• [Text segment]

* begin *

Unfortunately, the Japanese did eventually seize Korea just after the end of the Joseon period, fully annexing the peninsula in 1910. Japanese culture, including Buddhist sects and movements, began taking over and eclipsing Korean local Buddhist leadership, shipping many priceless works of Korean Buddhist art to Japan, many of which are still involved in legal disputes and have yet to be returned. When Japan surrendered in 1945, Korea was liberated from Japanese control, only to find itself in the years soon after split between the American “liberators” controlling the South and Chinese backed Communists controlling the North.
Americans often ignore the Korean War, sandwiched uncomfortably between popular World War II and the unpopular Vietnam War. Americans had brought Zen back home after WWII, and in the increasing American confusion and hopelessness that followed during the Cold War between the Soviet Union and the United States, which was kicked off by the Korean War and fell further into Vietnam, the Beat Generation of Jack Kerouac and Allen Ginsberg got into Zen Buddhism, partly to freak out the squares, featured centrally in Kerouac’s novel Dharma Bums. While the Beatniks were discovering Zen Buddhism from Japan, South Koreans were discovering evangelical Christianity from America. Christian missionaries, many from America, began to evangelize quite successfully in the area, such that in 1945 only 2% of Koreans identified as Christian, but today almost a third (30%) of Koreans identify as Christian, Catholic and Protestant combined, while only one quarter (25%) identify as Buddhist. Only 1% of Japan identifies as Christian.
While Communists and Buddhists are not the best of allies, they both have felt under attack by Christianity since WWII. Christian Evangelicals have openly called for the destruction of both Buddhism and Communism, lighting temples on fire in the 1980s and 1990s, painting red crosses and graffiti on temples, murals and statues. Evangelicals have aggressively recruited at Korean universities and schools, including those of Buddhist denominations. Buddhists have been accused of promoting immorality by Korean Christian figures in government, violence has broken out at events and statues have been decapitated. Some Buddhists protested when recent president Lee Myung-back, a Presbyterian, had 12 Christians and 1 Buddhist in his cabinet. It was reported that Lee himself sent a video prayer message to a Christian rally in which he prayed, “Lord, let the Buddhist temples in this country crumble!”
North Korea discourages religion in general, although the country claims to have 10,000 active Buddhists. Because Buddhism was fundamental to Korean culture for over a thousand years, Buddhists have fared better under government control and scrutiny than Christians. North Koreans look at anti-Buddhist Christian evangelism in South Korea as a cultural incursion of Americans into the lives and culture of Koreans, an extension of the American military occupation of the South.
Seongcheol (1912 – 1993, pronounced, “Sowng-chowl”), a modern Seon master who many Koreans considered a living Buddha. His father was a Confucian scholar, and as a boy Seongcheol was so obsessed with philosophy that he is said to have traded a sack of rice for a copy of Kant’s Critique of Pure Reason. It is not clear if the text was in the original Korean, or if this made the text any more comprehensible to Seongcheol. Personally, I would have kept the rice. After studying all sorts of religion and philosophy and becoming disheartened about finding truth, a Seon monk gave him a Chinese Tang text known as the Song of Enlightenment, highly valued by Dahui and many other Chan masters of China. Seongcheol read it and said he felt as if a bright light had suddenly been lit in complete darkness.

* end *

• [Data section]
* begin *

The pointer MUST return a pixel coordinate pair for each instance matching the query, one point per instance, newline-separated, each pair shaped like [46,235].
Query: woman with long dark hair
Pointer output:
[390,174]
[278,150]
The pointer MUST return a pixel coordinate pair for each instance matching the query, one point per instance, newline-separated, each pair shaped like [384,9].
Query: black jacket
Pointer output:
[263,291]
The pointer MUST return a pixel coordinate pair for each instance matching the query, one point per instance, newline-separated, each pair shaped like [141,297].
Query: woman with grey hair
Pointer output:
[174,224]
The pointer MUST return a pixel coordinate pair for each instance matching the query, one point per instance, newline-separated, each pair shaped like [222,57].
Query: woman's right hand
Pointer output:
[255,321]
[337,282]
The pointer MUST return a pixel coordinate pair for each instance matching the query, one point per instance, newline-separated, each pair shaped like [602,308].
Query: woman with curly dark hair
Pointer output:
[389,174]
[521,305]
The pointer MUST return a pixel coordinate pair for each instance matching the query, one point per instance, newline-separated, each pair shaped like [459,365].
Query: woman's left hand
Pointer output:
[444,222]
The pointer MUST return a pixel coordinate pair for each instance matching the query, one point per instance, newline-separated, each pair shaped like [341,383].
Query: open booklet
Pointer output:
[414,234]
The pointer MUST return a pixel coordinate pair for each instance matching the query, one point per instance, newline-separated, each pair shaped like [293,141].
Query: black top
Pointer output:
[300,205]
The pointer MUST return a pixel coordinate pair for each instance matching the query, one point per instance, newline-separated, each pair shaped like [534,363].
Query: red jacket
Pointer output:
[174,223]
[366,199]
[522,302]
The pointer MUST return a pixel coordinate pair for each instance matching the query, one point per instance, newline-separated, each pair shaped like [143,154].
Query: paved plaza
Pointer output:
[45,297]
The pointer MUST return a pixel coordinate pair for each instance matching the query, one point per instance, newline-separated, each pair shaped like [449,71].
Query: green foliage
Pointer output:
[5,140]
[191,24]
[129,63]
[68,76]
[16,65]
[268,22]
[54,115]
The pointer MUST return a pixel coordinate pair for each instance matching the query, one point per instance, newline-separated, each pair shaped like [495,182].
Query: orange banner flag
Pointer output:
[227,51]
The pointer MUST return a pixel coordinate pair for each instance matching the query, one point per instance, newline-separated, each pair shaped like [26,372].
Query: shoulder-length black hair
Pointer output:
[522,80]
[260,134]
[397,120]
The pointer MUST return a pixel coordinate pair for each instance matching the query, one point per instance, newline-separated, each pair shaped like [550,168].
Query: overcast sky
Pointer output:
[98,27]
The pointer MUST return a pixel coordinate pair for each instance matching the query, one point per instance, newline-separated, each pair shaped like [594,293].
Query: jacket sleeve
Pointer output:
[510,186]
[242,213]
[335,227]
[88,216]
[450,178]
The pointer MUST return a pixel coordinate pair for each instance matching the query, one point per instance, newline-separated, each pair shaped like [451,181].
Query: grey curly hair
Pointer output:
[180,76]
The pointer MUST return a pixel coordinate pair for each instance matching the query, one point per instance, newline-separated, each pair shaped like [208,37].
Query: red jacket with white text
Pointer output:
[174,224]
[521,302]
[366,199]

* end *

• [Objective A]
List every title of a written work named in the passage on Korean Buddhism.
• [Objective B]
In the passage on Korean Buddhism, what percentage of Koreans identified as Christian in 1945?
The listing above has no role in this work.

• [Response A]
Dharma Bums
Critique of Pure Reason
Song of Enlightenment

• [Response B]
2%